**Set problem:** Rewrite the records starting at the line containing "Query: cloud" and ending at the line containing "(1235, 576)", swapping "utility pole" for "power pole" and leaving everything else unchanged.

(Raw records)

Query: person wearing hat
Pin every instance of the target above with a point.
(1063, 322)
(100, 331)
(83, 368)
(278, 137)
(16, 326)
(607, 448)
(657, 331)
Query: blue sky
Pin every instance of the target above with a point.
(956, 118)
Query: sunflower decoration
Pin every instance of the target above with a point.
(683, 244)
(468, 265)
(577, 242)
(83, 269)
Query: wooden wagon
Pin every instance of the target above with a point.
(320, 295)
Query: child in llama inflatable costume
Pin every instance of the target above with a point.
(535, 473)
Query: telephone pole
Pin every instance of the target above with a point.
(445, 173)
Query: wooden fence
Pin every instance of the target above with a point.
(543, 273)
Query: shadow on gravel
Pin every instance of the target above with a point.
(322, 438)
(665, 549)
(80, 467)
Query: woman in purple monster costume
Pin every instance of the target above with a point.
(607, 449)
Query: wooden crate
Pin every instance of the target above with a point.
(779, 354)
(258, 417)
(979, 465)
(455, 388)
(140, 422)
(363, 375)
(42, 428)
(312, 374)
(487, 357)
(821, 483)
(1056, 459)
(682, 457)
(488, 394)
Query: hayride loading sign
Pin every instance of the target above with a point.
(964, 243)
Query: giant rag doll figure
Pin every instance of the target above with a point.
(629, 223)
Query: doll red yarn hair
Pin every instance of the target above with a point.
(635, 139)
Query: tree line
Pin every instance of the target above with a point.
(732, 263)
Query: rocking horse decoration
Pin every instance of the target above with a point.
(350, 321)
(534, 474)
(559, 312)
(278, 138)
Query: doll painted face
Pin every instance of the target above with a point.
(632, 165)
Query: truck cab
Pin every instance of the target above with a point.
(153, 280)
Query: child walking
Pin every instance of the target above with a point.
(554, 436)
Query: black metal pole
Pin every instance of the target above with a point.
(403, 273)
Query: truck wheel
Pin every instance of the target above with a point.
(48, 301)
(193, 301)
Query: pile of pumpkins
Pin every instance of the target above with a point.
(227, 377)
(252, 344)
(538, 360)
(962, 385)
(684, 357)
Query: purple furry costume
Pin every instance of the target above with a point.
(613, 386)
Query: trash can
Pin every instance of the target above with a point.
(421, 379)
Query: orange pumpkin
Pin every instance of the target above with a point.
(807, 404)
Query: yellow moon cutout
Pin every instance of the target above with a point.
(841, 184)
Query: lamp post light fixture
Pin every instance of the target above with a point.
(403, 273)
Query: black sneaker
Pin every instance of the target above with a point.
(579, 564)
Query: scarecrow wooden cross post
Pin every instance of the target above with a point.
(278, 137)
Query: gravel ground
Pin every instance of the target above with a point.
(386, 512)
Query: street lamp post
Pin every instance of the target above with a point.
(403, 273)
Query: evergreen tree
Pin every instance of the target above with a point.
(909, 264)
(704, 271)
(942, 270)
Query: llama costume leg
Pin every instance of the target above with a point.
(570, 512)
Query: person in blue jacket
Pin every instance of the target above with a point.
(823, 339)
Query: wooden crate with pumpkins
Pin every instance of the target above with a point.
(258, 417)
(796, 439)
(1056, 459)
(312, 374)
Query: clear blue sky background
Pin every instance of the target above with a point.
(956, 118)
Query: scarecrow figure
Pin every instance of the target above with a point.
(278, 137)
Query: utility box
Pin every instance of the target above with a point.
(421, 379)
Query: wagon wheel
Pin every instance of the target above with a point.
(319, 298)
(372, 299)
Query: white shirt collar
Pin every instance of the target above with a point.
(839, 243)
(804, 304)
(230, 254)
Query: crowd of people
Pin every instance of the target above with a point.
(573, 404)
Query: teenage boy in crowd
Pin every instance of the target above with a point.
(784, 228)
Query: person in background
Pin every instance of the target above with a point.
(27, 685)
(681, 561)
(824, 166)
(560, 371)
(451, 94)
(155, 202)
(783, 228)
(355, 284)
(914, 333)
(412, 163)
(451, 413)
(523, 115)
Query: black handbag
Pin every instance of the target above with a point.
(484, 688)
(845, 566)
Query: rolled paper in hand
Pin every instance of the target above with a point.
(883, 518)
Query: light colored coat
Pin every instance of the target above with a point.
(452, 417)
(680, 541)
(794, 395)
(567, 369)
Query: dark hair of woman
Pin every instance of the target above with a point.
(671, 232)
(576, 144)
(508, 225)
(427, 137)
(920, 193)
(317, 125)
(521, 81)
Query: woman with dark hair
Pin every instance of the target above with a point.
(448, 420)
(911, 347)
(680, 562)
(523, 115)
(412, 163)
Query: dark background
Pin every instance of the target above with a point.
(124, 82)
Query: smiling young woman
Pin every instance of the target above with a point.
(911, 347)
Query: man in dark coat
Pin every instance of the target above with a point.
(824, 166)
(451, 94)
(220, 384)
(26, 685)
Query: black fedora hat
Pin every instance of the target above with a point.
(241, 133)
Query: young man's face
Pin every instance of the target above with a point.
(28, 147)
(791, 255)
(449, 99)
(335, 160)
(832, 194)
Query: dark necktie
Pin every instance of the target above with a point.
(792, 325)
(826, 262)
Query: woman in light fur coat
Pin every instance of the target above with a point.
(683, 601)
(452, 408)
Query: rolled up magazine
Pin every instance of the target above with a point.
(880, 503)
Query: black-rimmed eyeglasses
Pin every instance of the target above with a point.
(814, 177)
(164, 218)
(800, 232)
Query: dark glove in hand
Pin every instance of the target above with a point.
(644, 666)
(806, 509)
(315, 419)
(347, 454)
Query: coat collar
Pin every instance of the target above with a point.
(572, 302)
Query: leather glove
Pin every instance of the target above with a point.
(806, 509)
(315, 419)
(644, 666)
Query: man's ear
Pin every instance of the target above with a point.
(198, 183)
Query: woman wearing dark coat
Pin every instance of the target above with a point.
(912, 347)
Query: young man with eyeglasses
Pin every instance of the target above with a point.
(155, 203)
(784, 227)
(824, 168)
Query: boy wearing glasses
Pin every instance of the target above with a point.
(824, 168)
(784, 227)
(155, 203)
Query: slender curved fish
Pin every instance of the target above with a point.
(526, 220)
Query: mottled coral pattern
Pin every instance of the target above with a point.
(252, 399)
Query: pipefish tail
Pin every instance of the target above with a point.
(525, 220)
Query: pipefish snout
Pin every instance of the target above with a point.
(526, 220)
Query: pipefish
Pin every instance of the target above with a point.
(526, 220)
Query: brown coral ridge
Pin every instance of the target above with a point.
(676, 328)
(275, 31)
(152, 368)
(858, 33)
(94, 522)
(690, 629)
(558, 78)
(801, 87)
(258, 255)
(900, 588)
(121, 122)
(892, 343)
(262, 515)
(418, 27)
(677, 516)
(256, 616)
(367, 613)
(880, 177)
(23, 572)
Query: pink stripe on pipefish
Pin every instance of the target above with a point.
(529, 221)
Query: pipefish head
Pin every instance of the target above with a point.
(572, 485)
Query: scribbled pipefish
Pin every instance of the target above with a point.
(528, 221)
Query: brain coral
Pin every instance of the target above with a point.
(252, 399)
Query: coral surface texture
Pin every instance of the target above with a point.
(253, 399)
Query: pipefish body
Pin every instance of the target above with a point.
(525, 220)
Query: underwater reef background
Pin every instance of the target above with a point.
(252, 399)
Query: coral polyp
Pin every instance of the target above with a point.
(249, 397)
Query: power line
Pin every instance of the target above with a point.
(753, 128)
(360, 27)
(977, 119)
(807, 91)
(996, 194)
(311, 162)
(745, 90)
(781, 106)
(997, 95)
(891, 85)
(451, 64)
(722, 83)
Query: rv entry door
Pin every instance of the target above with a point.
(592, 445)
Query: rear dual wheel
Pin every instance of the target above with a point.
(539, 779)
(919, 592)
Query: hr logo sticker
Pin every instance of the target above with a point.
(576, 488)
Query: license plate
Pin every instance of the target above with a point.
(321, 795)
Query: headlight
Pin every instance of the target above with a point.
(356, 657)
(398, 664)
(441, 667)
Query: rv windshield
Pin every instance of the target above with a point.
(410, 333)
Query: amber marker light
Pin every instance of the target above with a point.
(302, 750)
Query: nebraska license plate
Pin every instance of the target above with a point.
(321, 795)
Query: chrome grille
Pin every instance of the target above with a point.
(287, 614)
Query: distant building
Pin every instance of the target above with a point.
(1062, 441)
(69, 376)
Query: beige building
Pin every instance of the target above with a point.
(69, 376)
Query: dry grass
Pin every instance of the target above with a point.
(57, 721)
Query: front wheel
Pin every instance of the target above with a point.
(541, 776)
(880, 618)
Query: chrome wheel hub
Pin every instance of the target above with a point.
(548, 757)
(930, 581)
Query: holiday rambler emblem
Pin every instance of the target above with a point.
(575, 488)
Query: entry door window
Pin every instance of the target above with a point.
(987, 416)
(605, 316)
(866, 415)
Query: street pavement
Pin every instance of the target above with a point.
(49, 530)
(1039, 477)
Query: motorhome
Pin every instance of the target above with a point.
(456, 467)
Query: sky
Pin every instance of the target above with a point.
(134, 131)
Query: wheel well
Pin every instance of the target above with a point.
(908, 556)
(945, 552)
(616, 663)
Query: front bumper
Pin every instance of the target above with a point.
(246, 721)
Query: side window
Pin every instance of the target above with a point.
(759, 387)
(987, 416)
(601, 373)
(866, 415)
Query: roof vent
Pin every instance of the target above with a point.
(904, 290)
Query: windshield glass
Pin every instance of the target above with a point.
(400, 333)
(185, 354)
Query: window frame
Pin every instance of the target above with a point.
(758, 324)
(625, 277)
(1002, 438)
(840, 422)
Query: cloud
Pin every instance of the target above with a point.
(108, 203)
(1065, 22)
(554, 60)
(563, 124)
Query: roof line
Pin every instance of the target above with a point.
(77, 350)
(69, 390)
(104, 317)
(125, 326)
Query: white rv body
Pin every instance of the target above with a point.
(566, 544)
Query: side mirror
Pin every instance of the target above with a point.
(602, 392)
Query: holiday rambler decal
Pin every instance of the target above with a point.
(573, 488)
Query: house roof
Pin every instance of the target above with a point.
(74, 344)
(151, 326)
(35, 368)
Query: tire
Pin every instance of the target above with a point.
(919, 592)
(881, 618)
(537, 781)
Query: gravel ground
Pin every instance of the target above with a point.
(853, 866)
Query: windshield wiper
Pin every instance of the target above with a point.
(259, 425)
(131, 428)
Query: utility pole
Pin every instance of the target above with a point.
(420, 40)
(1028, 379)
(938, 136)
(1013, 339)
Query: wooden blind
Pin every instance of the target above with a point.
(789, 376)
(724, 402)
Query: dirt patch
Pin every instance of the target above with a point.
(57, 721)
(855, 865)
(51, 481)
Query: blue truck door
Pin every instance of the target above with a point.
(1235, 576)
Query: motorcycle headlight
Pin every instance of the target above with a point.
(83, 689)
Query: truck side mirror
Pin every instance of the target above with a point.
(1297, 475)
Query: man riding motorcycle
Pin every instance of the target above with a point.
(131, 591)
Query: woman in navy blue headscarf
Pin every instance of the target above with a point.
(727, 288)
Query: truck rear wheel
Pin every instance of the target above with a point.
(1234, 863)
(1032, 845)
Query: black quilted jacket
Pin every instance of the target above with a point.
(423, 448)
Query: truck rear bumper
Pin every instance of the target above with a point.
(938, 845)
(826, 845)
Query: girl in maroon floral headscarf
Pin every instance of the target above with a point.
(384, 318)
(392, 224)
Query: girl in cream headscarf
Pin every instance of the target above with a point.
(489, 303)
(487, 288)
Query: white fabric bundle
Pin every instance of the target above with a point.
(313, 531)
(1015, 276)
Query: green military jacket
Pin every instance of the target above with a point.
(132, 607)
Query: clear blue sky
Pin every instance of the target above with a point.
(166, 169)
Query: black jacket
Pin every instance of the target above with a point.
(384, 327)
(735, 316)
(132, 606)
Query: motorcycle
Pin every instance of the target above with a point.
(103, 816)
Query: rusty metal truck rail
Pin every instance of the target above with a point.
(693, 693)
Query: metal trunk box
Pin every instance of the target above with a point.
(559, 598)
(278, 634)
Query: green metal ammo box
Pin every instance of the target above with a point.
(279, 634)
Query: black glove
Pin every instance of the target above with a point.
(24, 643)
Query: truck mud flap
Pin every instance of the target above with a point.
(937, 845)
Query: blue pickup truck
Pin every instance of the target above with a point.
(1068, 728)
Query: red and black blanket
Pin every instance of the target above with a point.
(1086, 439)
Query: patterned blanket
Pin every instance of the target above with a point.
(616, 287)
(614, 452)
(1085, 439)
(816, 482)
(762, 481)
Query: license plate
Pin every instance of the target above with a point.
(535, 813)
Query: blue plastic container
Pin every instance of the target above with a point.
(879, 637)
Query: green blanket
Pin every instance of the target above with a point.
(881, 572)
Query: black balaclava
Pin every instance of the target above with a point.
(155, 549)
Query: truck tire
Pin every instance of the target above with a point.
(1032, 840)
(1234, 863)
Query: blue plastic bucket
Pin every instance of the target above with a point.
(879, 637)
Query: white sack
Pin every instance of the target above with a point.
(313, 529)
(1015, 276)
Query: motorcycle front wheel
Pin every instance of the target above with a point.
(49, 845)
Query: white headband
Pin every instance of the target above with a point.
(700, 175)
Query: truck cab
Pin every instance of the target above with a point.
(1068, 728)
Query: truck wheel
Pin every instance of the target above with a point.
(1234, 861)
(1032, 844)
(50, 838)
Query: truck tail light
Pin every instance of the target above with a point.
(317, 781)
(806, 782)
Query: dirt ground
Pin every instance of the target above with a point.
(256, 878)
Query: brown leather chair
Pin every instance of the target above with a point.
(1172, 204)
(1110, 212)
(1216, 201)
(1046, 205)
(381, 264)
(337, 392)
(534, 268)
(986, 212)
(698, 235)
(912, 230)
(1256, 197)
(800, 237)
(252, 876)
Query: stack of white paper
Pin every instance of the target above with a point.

**Solution:**
Query: cloud
Pin every instance of the target above with a point.
(108, 203)
(1065, 22)
(554, 60)
(563, 124)
Query: roof line
Pin every instance of the target above with a point.
(77, 350)
(69, 390)
(104, 317)
(125, 326)
Query: white rv body
Pin every instance of the target above with a point.
(566, 544)
Query: side mirror
Pin every instance of the target above with a point.
(602, 392)
Query: holiday rambler decal
Pin every instance of the target above with a point.
(573, 488)
Query: house roof
Pin every instance of the target above with a point.
(74, 344)
(151, 326)
(35, 368)
Query: tire
Pin every instance of the target above with a point.
(919, 592)
(881, 618)
(537, 781)
Query: gravel ground
Pin every instance of the target above with a point.
(853, 866)
Query: windshield wiper
Pin every instance of the target above with a point.
(259, 425)
(131, 428)
Query: power pole
Pin every instance of the target above with a point.
(420, 40)
(1028, 379)
(938, 136)
(1013, 339)
Query: wooden blind
Pin every instance of the target above with a point.
(789, 376)
(724, 402)
Query: dirt patch
Pin every instance of the target above with a point.
(57, 721)
(855, 865)
(51, 481)
Query: blue truck door
Pin every instance of the target above with a point.
(1235, 576)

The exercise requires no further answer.